__Problem description__: Leaving the pictures aside, reproduce the data in full and word for word.

__Extracted information__:
****************************************

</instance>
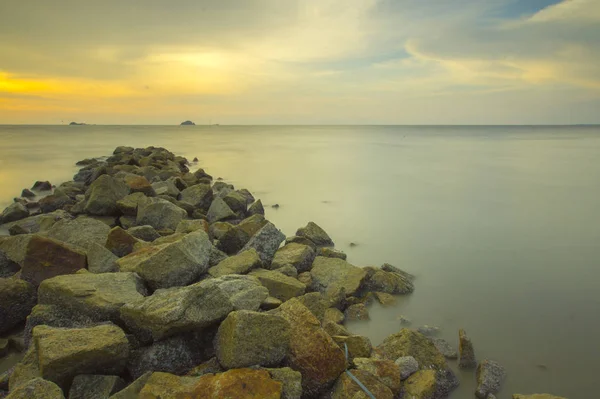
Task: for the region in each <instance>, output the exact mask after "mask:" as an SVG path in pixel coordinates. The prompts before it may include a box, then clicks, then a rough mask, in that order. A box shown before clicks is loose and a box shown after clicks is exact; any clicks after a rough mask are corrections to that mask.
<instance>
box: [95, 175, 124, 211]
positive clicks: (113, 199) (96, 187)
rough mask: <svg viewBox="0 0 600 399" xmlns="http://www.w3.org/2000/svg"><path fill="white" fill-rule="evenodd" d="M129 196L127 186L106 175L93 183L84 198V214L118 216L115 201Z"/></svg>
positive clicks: (119, 199)
mask: <svg viewBox="0 0 600 399" xmlns="http://www.w3.org/2000/svg"><path fill="white" fill-rule="evenodd" d="M127 194H129V187H128V186H127V184H125V183H124V182H122V181H121V180H119V179H115V178H114V177H111V176H108V175H102V176H100V177H99V178H98V179H96V181H94V182H93V183H92V184H91V185H90V188H89V189H88V191H87V192H86V194H85V196H86V199H87V203H86V205H85V212H86V213H89V214H91V215H100V216H102V215H107V216H108V215H118V214H119V209H118V208H117V201H119V200H121V199H123V198H124V197H125V196H126V195H127Z"/></svg>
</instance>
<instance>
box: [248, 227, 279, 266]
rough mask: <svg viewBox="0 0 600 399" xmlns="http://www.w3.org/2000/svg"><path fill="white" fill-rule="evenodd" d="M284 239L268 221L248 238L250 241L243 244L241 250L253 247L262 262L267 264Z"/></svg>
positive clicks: (263, 263) (277, 229) (278, 230)
mask: <svg viewBox="0 0 600 399" xmlns="http://www.w3.org/2000/svg"><path fill="white" fill-rule="evenodd" d="M284 239H285V235H283V233H282V232H281V231H279V230H278V229H277V227H275V225H274V224H273V223H270V222H269V223H267V224H266V225H265V226H264V227H263V228H262V229H260V230H259V231H258V232H257V233H256V234H255V235H254V236H252V237H251V238H250V241H248V243H247V244H246V245H244V248H242V250H244V251H245V250H248V249H252V248H254V249H255V250H256V252H258V256H260V260H261V261H262V262H263V264H264V265H269V264H270V263H271V260H272V259H273V256H274V255H275V252H277V249H278V248H279V245H280V244H281V242H282V241H283V240H284Z"/></svg>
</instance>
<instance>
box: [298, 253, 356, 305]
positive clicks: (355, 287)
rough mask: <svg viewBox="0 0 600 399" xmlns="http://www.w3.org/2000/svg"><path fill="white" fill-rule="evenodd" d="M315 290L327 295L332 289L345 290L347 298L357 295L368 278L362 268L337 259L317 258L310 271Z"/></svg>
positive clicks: (341, 259)
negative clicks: (349, 296) (334, 288)
mask: <svg viewBox="0 0 600 399" xmlns="http://www.w3.org/2000/svg"><path fill="white" fill-rule="evenodd" d="M310 274H311V277H312V281H313V285H312V286H313V289H314V290H315V291H319V292H322V293H325V292H326V291H327V290H328V289H329V288H330V287H332V286H337V287H340V288H343V289H344V290H345V292H346V295H347V296H351V295H355V294H356V293H357V292H358V291H359V290H360V289H361V288H362V285H363V282H364V281H365V279H366V278H367V272H366V271H364V270H363V269H362V268H360V267H356V266H354V265H351V264H350V263H348V262H346V261H344V260H342V259H337V258H326V257H323V256H317V257H316V258H315V260H314V262H313V266H312V269H311V271H310Z"/></svg>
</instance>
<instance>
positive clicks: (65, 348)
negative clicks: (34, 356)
mask: <svg viewBox="0 0 600 399" xmlns="http://www.w3.org/2000/svg"><path fill="white" fill-rule="evenodd" d="M33 340H34V342H35V347H36V349H37V353H38V362H39V367H40V371H41V374H42V377H43V378H45V379H47V380H49V381H52V382H55V383H56V384H58V385H59V386H65V385H68V384H69V382H70V381H71V380H72V378H73V377H75V376H76V375H79V374H115V375H118V374H120V373H121V372H122V371H123V369H124V368H125V364H126V362H127V358H128V357H129V342H128V341H127V338H126V336H125V333H124V332H123V330H121V329H120V328H119V327H117V326H114V325H110V324H106V325H100V326H97V327H90V328H81V329H64V328H53V327H48V326H37V327H35V328H34V329H33Z"/></svg>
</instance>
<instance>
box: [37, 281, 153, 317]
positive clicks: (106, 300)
mask: <svg viewBox="0 0 600 399" xmlns="http://www.w3.org/2000/svg"><path fill="white" fill-rule="evenodd" d="M145 294H146V289H145V287H144V285H143V283H142V281H141V280H140V278H139V277H138V276H137V275H136V274H134V273H103V274H94V273H82V274H71V275H65V276H58V277H54V278H51V279H47V280H44V281H43V282H42V284H41V285H40V288H39V290H38V296H39V303H40V304H41V305H52V306H56V307H58V308H60V309H62V311H63V312H64V313H66V314H72V315H78V316H86V317H89V318H90V319H91V320H94V321H97V322H101V321H112V322H114V323H118V322H119V321H120V317H119V310H120V309H121V307H122V306H123V305H125V304H127V303H132V302H136V301H139V300H141V299H143V298H144V295H145Z"/></svg>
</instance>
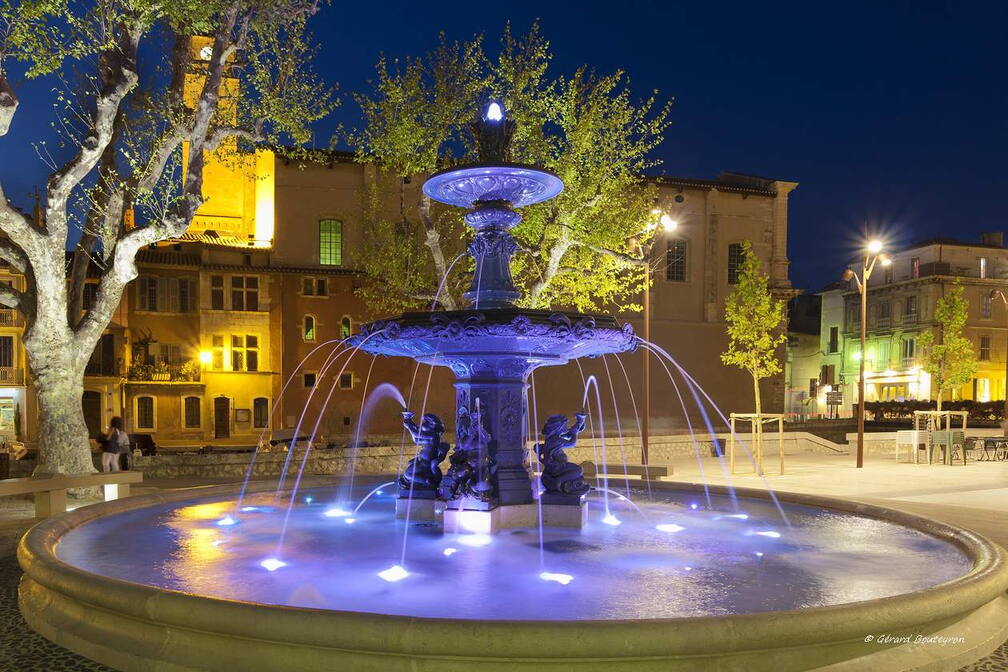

****************************************

__Response to the exercise__:
</instance>
Task: for the region in each <instance>, output the exact mask after "mask:" as an SVG path in pixel coordinates. The prompts before it may include a box, then clicks, then a rough mask, in that order. A box shown before clicks is loose and a box shown after clicks is exact; any clicks after a rough mask are corrections to that mask.
<instance>
box: [95, 175, 124, 211]
positive clicks: (113, 199) (96, 187)
rough mask: <svg viewBox="0 0 600 399" xmlns="http://www.w3.org/2000/svg"><path fill="white" fill-rule="evenodd" d="M129 196L127 186L106 175L93 183L84 198V214L118 216L115 201Z"/></svg>
positive clicks: (119, 199)
mask: <svg viewBox="0 0 600 399" xmlns="http://www.w3.org/2000/svg"><path fill="white" fill-rule="evenodd" d="M127 194H129V187H128V186H127V184H125V183H124V182H122V181H121V180H119V179H115V178H114V177H111V176H108V175H102V176H100V177H99V178H98V179H96V181H94V182H93V183H92V184H91V185H90V188H89V189H88V191H87V192H86V194H85V196H86V199H87V203H86V205H85V212H86V213H89V214H91V215H100V216H102V215H107V216H108V215H118V214H119V209H118V208H117V201H119V200H121V199H123V198H124V197H125V196H126V195H127Z"/></svg>
</instance>
<instance>
box: [248, 227, 279, 266]
rough mask: <svg viewBox="0 0 600 399" xmlns="http://www.w3.org/2000/svg"><path fill="white" fill-rule="evenodd" d="M284 239L268 221L248 238L250 241L243 244L241 250L253 247L262 262L267 264Z"/></svg>
positive clicks: (263, 263) (277, 229) (278, 230)
mask: <svg viewBox="0 0 600 399" xmlns="http://www.w3.org/2000/svg"><path fill="white" fill-rule="evenodd" d="M284 239H285V235H283V233H282V232H281V231H279V230H278V229H277V227H275V225H274V224H273V223H270V222H269V223H267V224H266V225H265V226H264V227H263V228H262V229H260V230H259V231H258V232H257V233H256V234H255V235H254V236H252V237H251V238H250V241H248V243H247V244H246V245H244V248H242V250H244V251H245V250H248V249H252V248H254V249H255V250H256V252H258V256H260V260H261V261H262V262H263V264H264V265H269V264H270V263H271V260H272V259H273V256H274V255H275V252H277V249H278V248H279V245H280V244H281V242H282V241H283V240H284Z"/></svg>
</instance>
<instance>
box: [298, 253, 356, 305]
positive clicks: (355, 287)
rough mask: <svg viewBox="0 0 600 399" xmlns="http://www.w3.org/2000/svg"><path fill="white" fill-rule="evenodd" d="M315 290L327 295L332 289L345 290L347 298L357 295L368 278L362 268L337 259L317 258L310 271Z"/></svg>
positive clicks: (341, 259)
negative clicks: (349, 296) (334, 288)
mask: <svg viewBox="0 0 600 399" xmlns="http://www.w3.org/2000/svg"><path fill="white" fill-rule="evenodd" d="M310 274H311V277H312V281H313V285H312V286H313V289H314V290H315V291H319V292H322V293H325V292H326V291H327V290H328V289H329V288H330V287H332V286H337V287H340V288H343V289H344V290H345V292H346V295H347V296H351V295H355V294H356V293H357V292H358V291H359V290H360V289H361V288H362V285H363V282H364V281H365V279H366V278H367V272H366V271H364V270H363V269H362V268H360V267H356V266H354V265H351V264H350V263H348V262H346V261H344V260H342V259H337V258H326V257H323V256H317V257H316V258H315V260H314V262H313V266H312V269H311V271H310Z"/></svg>
</instance>
<instance>
positive clicks: (65, 348)
negative clicks: (34, 356)
mask: <svg viewBox="0 0 600 399" xmlns="http://www.w3.org/2000/svg"><path fill="white" fill-rule="evenodd" d="M33 340H34V342H35V347H36V349H37V353H38V362H39V367H40V371H41V374H42V377H43V378H45V379H47V380H49V381H52V382H55V383H56V384H58V385H59V386H65V385H68V384H69V382H70V381H71V380H72V378H73V377H75V376H76V375H79V374H115V375H118V374H120V373H121V372H122V371H123V369H124V368H125V364H126V362H127V358H128V357H129V342H128V341H127V338H126V336H125V333H124V332H123V330H121V329H120V328H119V327H117V326H114V325H110V324H106V325H100V326H97V327H90V328H81V329H64V328H53V327H48V326H37V327H35V328H34V329H33Z"/></svg>
</instance>
<instance>
box: [37, 281, 153, 317]
positive clicks: (106, 300)
mask: <svg viewBox="0 0 600 399" xmlns="http://www.w3.org/2000/svg"><path fill="white" fill-rule="evenodd" d="M145 294H146V289H145V287H144V285H143V283H142V281H141V280H140V278H139V277H138V276H137V275H136V274H134V273H103V274H94V273H82V274H71V275H65V276H58V277H54V278H51V279H47V280H44V281H43V282H42V284H41V285H40V288H39V290H38V296H39V303H40V304H41V305H52V306H56V307H58V308H60V309H62V311H63V312H64V313H66V314H72V315H78V316H86V317H89V318H90V319H91V320H94V321H97V322H101V321H112V322H114V323H118V322H119V321H120V317H119V310H120V309H121V307H122V306H123V305H125V304H127V303H132V302H136V301H139V300H141V299H143V298H144V295H145Z"/></svg>
</instance>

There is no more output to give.